Dataset items:
════════════════

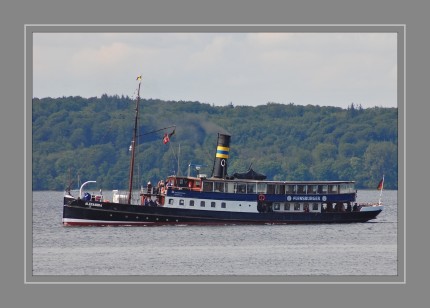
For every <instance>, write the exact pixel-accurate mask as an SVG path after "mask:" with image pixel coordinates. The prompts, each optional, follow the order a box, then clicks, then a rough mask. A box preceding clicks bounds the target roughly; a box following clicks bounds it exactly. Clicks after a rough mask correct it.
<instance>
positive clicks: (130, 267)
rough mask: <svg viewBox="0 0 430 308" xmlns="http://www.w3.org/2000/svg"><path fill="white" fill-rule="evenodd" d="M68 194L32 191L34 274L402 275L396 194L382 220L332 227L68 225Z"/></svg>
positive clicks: (381, 218)
mask: <svg viewBox="0 0 430 308" xmlns="http://www.w3.org/2000/svg"><path fill="white" fill-rule="evenodd" d="M358 197H359V199H360V201H364V202H374V201H377V200H378V197H379V191H359V192H358ZM62 198H63V192H52V191H44V192H33V222H32V223H33V238H32V243H33V254H32V261H33V262H32V265H33V275H128V276H130V275H187V276H190V275H318V276H319V275H360V276H363V275H397V274H398V273H397V191H384V196H383V201H384V204H385V209H384V211H383V212H382V213H381V214H380V215H379V216H378V218H377V219H376V220H373V221H370V222H367V223H353V224H327V225H263V226H261V225H258V226H252V225H251V226H160V227H64V226H63V225H62V222H61V219H62V201H63V200H62ZM27 240H29V239H27ZM30 240H31V239H30Z"/></svg>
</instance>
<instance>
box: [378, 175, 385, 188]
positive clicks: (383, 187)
mask: <svg viewBox="0 0 430 308" xmlns="http://www.w3.org/2000/svg"><path fill="white" fill-rule="evenodd" d="M377 189H378V190H382V189H384V177H382V180H380V181H379V184H378V188H377Z"/></svg>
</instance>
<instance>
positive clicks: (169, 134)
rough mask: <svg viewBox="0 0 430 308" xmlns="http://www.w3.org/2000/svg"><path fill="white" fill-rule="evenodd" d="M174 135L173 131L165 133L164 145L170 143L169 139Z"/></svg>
mask: <svg viewBox="0 0 430 308" xmlns="http://www.w3.org/2000/svg"><path fill="white" fill-rule="evenodd" d="M174 134H175V130H173V131H172V132H171V133H170V134H167V133H165V134H164V137H163V143H164V144H166V143H168V142H169V141H170V137H172V136H173V135H174Z"/></svg>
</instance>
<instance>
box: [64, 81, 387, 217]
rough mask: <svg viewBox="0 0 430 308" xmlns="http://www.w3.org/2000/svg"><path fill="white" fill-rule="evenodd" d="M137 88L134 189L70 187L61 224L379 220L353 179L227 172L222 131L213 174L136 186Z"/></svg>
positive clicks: (225, 151)
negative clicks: (72, 192) (337, 180)
mask: <svg viewBox="0 0 430 308" xmlns="http://www.w3.org/2000/svg"><path fill="white" fill-rule="evenodd" d="M139 91H140V79H139V87H138V95H137V100H136V109H135V110H136V115H135V126H134V135H133V141H132V144H131V147H130V150H131V152H132V155H131V162H130V174H129V190H128V191H126V192H120V191H118V190H114V191H113V194H112V199H111V200H107V199H106V198H105V197H104V196H103V195H102V193H99V194H91V193H88V192H84V190H85V188H86V185H88V184H90V183H93V182H95V181H87V182H85V183H84V184H82V186H81V188H80V190H79V193H78V196H73V195H72V193H71V191H70V189H67V190H66V192H65V195H64V205H63V220H62V221H63V225H66V226H73V225H77V226H92V225H94V226H95V225H99V226H117V225H127V226H155V225H192V224H200V225H201V224H208V225H231V224H320V223H357V222H366V221H369V220H372V219H375V218H376V217H377V216H378V214H379V213H381V211H382V210H383V205H382V203H381V201H379V202H378V203H375V204H368V203H366V204H364V203H358V202H357V200H356V197H357V192H356V190H355V182H354V181H269V180H266V176H264V175H262V174H260V173H257V172H255V171H254V170H253V169H252V168H251V167H250V169H249V170H248V171H247V172H244V173H234V174H233V175H231V176H229V175H228V173H227V170H228V169H227V168H228V159H229V155H230V139H231V136H230V135H227V134H221V133H219V134H218V140H217V145H216V152H215V159H214V166H213V171H212V175H211V176H210V177H208V176H205V175H198V176H191V175H190V173H188V174H187V175H186V176H178V175H172V176H168V177H167V178H166V179H163V180H161V181H160V182H159V183H158V184H157V185H155V186H152V185H148V186H147V187H142V188H141V189H140V190H139V191H133V189H132V187H133V169H134V157H135V151H134V150H135V147H136V140H137V138H136V136H137V122H138V121H137V118H138V114H139Z"/></svg>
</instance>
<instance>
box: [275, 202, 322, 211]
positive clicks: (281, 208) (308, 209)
mask: <svg viewBox="0 0 430 308" xmlns="http://www.w3.org/2000/svg"><path fill="white" fill-rule="evenodd" d="M273 210H274V211H287V212H289V211H308V210H310V211H318V210H319V204H318V203H298V202H296V203H290V202H286V203H282V202H274V203H273Z"/></svg>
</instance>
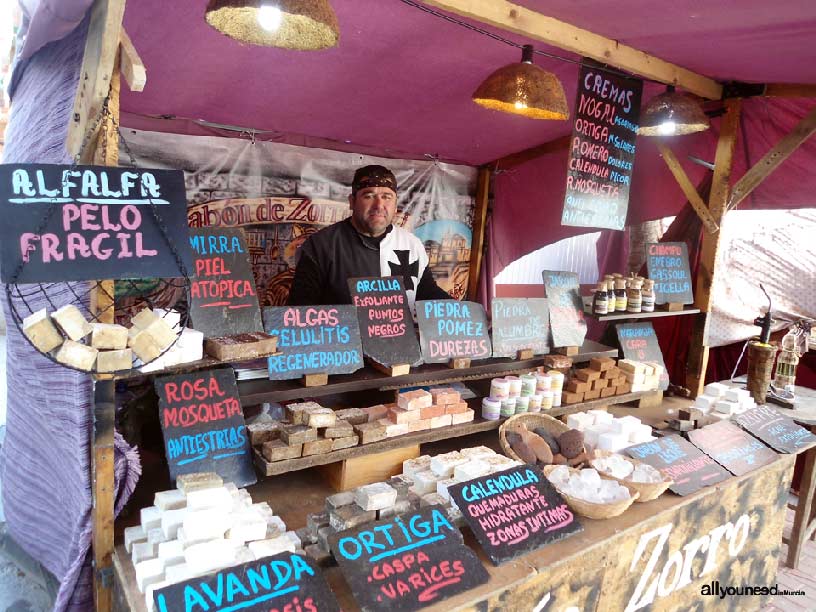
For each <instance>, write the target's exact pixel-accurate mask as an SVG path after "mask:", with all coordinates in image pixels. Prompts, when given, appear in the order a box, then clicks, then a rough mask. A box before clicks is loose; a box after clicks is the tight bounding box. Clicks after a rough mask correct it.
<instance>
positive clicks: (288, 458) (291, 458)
mask: <svg viewBox="0 0 816 612" xmlns="http://www.w3.org/2000/svg"><path fill="white" fill-rule="evenodd" d="M261 454H262V455H263V456H264V459H266V460H267V461H285V460H286V459H297V458H298V457H300V456H301V455H302V454H303V445H302V444H292V445H291V446H290V445H289V444H286V443H285V442H283V441H282V440H272V441H271V442H264V444H263V446H262V447H261Z"/></svg>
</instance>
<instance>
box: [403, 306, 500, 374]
mask: <svg viewBox="0 0 816 612" xmlns="http://www.w3.org/2000/svg"><path fill="white" fill-rule="evenodd" d="M416 312H417V323H419V343H420V346H421V348H422V359H423V360H424V361H425V363H444V362H446V361H449V360H451V359H454V358H456V357H470V358H471V359H487V358H488V357H490V355H491V352H492V349H491V346H490V336H489V335H488V333H487V316H486V315H485V311H484V308H482V305H481V304H476V303H475V302H459V301H457V300H419V301H418V302H417V303H416Z"/></svg>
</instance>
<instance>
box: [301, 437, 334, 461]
mask: <svg viewBox="0 0 816 612" xmlns="http://www.w3.org/2000/svg"><path fill="white" fill-rule="evenodd" d="M332 443H333V440H332V439H331V438H322V439H319V440H312V441H311V442H304V443H303V453H302V455H303V456H304V457H307V456H309V455H322V454H324V453H330V452H331V451H332Z"/></svg>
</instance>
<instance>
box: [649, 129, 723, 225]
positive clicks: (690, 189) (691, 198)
mask: <svg viewBox="0 0 816 612" xmlns="http://www.w3.org/2000/svg"><path fill="white" fill-rule="evenodd" d="M657 148H658V150H659V151H660V154H661V155H662V156H663V161H664V162H666V165H667V166H668V167H669V170H671V173H672V174H673V175H674V178H675V180H676V181H677V184H678V185H680V189H682V190H683V193H684V194H685V196H686V198H688V201H689V204H691V206H692V207H693V208H694V210H695V212H696V213H697V216H698V217H700V220H701V221H702V222H703V225H705V227H706V229H707V230H708V231H709V232H710V233H712V234H714V233H716V232H718V231H719V229H720V226H719V225H717V223H716V222H715V221H714V219H713V218H712V216H711V213H710V212H709V211H708V206H706V203H705V202H703V198H701V197H700V194H699V193H697V188H696V187H694V184H693V183H692V182H691V179H689V177H688V175H687V174H686V171H685V170H684V169H683V166H681V165H680V162H679V161H678V159H677V156H676V155H675V154H674V151H672V150H671V149H670V148H669V147H668V146H667V145H665V144H663V143H662V142H658V143H657Z"/></svg>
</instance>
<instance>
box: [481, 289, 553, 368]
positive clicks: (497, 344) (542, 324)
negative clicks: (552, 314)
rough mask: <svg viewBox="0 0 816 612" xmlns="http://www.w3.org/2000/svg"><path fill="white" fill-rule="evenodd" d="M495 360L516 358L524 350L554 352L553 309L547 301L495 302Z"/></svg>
mask: <svg viewBox="0 0 816 612" xmlns="http://www.w3.org/2000/svg"><path fill="white" fill-rule="evenodd" d="M491 308H492V311H493V356H494V357H515V356H516V354H517V353H518V351H520V350H522V349H532V350H533V354H534V355H546V354H547V353H549V352H550V344H549V336H550V309H549V308H548V307H547V300H546V299H544V298H493V302H492V304H491Z"/></svg>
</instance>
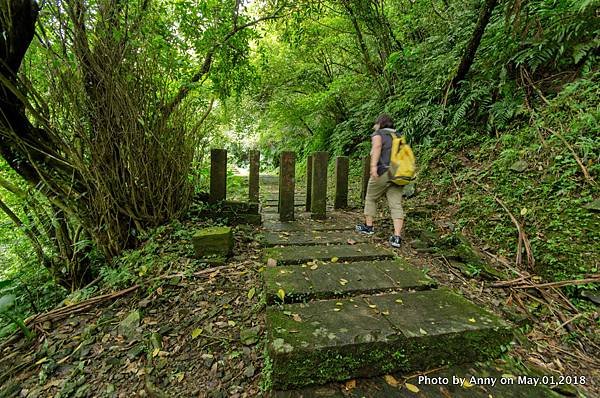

════════════════

Task prompt: Return every line of the material above that contains the string "negative", treating uppercase and lowercase as different.

Exercise result:
negative clicks: (72, 192) (337, 180)
negative clicks: (552, 314)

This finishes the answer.